>> START
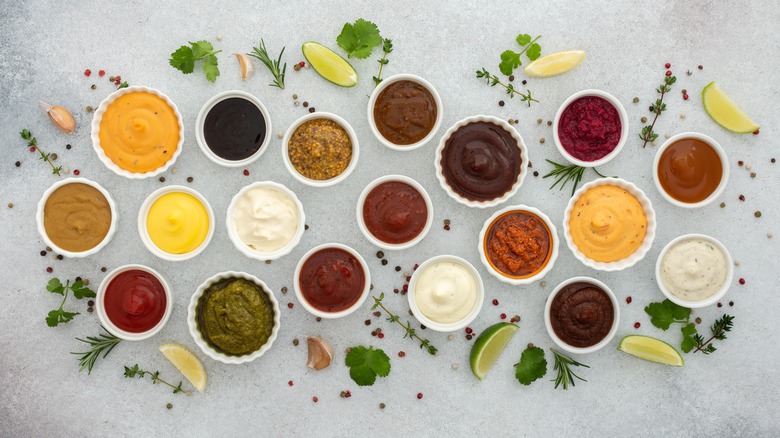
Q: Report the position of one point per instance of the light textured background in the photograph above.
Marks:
(45, 47)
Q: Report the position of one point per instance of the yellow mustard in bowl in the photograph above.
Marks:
(607, 223)
(177, 223)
>> END
Short problem → Copy the whole listing above word for word, every line, but leave out the pictures.

The solution →
Q: Report the position of one point per instance of the light textured background in the photograph above.
Marks:
(45, 47)
Q: Report the position of one point per instance of the yellow mustard in bowl in the photograph above.
Marks:
(607, 223)
(177, 223)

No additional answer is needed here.